● **TASK REQUIREMENTS**:
Copy out exactly the lines from the line containing "# for each instance of the chrome exhaust" to the end of the listing.

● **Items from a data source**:
Start

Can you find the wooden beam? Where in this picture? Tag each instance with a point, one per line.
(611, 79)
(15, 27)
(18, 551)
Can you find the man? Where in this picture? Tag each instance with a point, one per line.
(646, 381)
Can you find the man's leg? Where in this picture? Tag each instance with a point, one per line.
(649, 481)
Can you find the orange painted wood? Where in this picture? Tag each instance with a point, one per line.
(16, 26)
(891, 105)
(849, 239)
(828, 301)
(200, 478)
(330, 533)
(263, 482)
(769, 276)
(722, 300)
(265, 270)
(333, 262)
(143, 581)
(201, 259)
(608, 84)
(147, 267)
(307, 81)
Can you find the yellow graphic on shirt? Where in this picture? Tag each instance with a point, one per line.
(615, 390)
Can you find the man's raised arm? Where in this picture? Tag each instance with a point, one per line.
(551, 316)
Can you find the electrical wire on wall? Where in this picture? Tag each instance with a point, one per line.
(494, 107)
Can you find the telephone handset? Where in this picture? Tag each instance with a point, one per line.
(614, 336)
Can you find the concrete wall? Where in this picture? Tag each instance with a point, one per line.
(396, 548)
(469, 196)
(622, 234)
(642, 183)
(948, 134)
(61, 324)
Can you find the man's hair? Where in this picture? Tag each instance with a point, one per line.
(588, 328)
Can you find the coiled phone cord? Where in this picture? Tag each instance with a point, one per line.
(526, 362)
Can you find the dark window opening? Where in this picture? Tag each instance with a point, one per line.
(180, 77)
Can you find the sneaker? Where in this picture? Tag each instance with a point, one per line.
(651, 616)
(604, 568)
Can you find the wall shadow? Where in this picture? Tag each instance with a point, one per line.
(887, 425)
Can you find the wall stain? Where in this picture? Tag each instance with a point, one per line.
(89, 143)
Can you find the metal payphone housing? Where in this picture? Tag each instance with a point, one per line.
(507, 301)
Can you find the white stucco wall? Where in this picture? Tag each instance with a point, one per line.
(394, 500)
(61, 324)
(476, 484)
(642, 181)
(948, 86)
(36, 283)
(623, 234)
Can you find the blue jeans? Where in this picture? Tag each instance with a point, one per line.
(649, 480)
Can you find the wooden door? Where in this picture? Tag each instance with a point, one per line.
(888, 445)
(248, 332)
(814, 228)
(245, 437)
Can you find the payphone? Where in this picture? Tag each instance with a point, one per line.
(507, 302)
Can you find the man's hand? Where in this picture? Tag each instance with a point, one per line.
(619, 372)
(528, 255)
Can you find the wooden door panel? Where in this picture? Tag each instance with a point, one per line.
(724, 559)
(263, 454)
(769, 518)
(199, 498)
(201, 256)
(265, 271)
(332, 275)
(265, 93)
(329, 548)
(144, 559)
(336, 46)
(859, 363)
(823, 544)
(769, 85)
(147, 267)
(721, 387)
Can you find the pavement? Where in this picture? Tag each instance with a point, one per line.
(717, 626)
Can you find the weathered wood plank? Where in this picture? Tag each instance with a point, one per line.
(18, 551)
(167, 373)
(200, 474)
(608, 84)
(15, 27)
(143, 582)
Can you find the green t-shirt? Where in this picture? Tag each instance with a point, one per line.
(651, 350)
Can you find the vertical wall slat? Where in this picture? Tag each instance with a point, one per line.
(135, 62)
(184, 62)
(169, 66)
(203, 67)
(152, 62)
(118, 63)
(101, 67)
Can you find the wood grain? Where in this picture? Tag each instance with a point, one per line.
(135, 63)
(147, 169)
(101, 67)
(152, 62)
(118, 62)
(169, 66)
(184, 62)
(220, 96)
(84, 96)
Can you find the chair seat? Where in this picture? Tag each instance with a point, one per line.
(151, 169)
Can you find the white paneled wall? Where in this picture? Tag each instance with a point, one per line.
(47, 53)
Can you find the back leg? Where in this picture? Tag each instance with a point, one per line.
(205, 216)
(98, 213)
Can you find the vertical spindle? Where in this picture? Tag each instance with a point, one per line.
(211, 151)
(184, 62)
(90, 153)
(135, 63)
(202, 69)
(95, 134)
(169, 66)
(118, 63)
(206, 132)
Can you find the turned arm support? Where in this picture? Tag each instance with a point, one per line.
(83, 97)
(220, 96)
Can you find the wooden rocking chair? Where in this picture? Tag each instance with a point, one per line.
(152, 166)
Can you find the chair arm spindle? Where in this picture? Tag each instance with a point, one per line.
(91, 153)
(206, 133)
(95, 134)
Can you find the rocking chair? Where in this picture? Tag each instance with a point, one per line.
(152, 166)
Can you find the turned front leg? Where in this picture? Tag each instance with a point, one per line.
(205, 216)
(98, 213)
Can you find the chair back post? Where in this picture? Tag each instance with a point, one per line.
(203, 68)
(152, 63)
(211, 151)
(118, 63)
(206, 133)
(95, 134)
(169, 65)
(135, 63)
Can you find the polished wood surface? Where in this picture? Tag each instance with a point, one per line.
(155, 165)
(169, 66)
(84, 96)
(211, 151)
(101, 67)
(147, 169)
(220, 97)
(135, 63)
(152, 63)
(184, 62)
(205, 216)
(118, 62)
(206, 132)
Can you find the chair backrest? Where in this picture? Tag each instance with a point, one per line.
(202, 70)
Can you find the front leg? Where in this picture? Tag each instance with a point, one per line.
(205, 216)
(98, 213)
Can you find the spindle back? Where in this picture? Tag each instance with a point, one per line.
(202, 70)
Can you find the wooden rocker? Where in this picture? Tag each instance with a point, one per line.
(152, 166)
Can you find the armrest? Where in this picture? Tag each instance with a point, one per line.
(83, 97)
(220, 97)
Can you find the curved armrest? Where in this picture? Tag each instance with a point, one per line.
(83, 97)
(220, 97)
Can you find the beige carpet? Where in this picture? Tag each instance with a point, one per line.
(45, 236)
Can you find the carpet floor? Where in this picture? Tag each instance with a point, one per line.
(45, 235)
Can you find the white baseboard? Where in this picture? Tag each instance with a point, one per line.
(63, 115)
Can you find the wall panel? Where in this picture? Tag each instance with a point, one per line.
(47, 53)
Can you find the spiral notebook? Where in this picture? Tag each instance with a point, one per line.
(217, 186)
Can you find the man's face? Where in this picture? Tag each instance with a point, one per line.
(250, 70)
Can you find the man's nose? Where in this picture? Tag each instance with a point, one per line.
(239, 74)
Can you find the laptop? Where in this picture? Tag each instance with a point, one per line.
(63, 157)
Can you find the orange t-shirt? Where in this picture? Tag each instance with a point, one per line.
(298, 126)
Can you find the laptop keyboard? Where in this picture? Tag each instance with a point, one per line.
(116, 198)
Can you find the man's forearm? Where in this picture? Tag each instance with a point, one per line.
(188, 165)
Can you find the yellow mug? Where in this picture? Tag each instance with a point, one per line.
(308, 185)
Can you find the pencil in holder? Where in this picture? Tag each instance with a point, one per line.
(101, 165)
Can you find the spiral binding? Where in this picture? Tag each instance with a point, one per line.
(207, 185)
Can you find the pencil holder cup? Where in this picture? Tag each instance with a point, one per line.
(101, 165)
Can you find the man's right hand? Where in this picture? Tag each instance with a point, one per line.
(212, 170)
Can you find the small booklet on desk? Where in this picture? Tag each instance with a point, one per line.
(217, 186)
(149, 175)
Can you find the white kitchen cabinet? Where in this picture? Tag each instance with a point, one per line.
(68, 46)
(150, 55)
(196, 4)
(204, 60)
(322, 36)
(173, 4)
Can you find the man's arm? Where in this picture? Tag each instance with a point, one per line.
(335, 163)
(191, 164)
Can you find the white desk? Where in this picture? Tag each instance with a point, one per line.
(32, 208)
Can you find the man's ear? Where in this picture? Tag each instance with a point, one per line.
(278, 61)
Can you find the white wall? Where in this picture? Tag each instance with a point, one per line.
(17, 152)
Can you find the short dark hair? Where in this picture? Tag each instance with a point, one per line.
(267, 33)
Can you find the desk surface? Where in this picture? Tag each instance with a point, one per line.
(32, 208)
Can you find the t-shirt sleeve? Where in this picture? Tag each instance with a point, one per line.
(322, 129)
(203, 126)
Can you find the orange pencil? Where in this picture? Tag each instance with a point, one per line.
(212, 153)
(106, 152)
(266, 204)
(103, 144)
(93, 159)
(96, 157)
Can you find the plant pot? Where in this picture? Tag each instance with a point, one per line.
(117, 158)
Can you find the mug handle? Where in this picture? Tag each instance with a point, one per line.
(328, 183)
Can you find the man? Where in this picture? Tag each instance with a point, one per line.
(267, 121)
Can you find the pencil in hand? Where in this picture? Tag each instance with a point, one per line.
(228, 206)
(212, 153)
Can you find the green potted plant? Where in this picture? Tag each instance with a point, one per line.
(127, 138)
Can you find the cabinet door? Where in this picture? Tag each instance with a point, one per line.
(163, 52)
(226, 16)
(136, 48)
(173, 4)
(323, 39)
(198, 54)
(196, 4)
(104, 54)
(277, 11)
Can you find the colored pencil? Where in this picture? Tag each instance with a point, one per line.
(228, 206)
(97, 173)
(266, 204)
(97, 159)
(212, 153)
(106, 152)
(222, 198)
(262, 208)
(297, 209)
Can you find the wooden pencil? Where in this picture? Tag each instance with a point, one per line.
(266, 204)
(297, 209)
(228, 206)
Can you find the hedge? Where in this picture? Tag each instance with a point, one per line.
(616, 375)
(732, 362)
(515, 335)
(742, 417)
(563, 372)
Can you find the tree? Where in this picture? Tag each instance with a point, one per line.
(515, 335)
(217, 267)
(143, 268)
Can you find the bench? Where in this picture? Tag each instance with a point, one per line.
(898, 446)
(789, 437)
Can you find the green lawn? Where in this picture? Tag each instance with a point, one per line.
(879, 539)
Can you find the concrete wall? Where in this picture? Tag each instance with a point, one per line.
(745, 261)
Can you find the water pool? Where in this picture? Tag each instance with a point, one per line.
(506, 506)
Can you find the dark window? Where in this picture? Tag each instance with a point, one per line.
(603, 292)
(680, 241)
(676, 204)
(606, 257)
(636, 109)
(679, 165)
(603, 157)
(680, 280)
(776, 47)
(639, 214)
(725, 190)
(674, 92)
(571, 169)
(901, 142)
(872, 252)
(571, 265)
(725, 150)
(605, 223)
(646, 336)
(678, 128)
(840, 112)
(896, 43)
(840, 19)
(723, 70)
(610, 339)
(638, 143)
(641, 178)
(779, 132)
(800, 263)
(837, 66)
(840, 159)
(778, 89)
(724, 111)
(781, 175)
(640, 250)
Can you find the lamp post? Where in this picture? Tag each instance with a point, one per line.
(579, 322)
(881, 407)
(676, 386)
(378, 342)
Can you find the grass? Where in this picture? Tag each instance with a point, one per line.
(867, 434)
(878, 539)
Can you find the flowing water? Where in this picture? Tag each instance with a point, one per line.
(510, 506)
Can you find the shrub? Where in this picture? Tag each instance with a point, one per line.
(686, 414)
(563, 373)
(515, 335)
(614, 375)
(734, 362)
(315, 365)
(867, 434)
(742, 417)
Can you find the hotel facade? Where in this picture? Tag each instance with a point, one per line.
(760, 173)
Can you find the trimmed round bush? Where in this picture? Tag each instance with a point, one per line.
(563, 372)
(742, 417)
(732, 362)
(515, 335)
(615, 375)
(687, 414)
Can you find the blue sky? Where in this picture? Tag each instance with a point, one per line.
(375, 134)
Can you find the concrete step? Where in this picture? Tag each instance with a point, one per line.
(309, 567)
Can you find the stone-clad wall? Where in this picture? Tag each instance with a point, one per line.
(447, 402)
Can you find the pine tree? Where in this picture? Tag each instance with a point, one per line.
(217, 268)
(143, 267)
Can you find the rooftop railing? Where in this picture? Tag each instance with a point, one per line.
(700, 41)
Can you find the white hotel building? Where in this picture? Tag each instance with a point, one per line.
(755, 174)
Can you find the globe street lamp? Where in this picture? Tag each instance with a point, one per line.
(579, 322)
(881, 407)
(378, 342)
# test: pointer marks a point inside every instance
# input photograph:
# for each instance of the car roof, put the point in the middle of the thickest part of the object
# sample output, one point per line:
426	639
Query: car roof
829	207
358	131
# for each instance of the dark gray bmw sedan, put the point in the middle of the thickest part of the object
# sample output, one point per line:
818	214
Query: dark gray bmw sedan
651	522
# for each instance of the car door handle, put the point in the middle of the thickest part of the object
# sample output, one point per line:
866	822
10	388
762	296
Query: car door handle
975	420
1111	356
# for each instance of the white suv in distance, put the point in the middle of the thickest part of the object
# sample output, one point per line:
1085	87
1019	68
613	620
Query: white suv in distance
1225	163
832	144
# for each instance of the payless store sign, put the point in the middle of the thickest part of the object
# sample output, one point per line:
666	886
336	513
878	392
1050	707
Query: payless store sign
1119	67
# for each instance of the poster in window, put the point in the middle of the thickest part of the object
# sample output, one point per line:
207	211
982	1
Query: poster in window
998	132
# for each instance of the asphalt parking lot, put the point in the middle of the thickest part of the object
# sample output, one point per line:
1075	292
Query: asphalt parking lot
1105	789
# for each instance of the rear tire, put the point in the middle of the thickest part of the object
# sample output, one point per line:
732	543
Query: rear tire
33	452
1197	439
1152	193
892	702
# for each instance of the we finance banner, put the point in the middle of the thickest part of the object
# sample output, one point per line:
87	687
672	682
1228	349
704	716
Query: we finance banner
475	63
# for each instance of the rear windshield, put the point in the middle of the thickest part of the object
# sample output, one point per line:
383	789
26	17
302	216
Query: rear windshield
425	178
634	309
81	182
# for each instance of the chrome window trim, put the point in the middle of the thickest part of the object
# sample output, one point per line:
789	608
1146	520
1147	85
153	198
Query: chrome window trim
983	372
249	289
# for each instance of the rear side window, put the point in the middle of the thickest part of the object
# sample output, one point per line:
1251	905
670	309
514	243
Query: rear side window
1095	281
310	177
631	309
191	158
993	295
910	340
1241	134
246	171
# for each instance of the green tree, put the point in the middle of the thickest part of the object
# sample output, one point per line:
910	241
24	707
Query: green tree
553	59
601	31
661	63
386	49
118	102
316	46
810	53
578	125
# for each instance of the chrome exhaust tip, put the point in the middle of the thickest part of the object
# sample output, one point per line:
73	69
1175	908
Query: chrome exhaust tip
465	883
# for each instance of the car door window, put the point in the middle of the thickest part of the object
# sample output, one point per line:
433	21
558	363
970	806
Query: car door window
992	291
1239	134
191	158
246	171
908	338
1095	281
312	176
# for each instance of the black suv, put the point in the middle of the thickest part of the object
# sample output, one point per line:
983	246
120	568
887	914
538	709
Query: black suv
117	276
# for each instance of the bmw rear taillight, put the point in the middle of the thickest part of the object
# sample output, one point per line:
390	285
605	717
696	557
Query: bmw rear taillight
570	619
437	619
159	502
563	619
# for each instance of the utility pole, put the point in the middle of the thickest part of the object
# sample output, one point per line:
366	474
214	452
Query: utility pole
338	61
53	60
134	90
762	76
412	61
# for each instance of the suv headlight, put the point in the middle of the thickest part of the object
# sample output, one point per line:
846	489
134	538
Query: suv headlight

End

● **ANSWER IN FULL**:
# for each instance of the chrome exhaust tip, put the point in the middle of the thickest part of the object
# sample output, one point per line:
73	69
1175	908
Query: chrome exhaust tip
465	883
# for each instance of the car door window, put the point in the middle of the thickest part of the object
# sample output, one point per line:
433	21
558	363
970	806
Query: car door window
992	291
1239	134
191	158
246	171
908	338
1095	281
312	176
# for each instance of the black suv, put the point in the middle of the thickest part of the object
# sample output, one point per line:
983	246
120	568
887	914
538	709
Query: black suv
117	276
# for each instance of the bmw rear taillight, put the point in the middle of the thickest part of the object
# sample output, one point per line:
390	285
605	717
696	557
Query: bmw rear taillight
570	619
437	619
159	502
563	619
# for each instance of the utility pole, put the point in the middle of the thickest part of the object
# sample output, one point per line:
366	474
214	452
Query: utility pole
338	61
53	60
134	90
762	76
412	61
# for each instance of the suv headlight, put the point in the middle of the thickest part of the object
# sample output, one point per line:
846	489
134	538
Query: suv headlight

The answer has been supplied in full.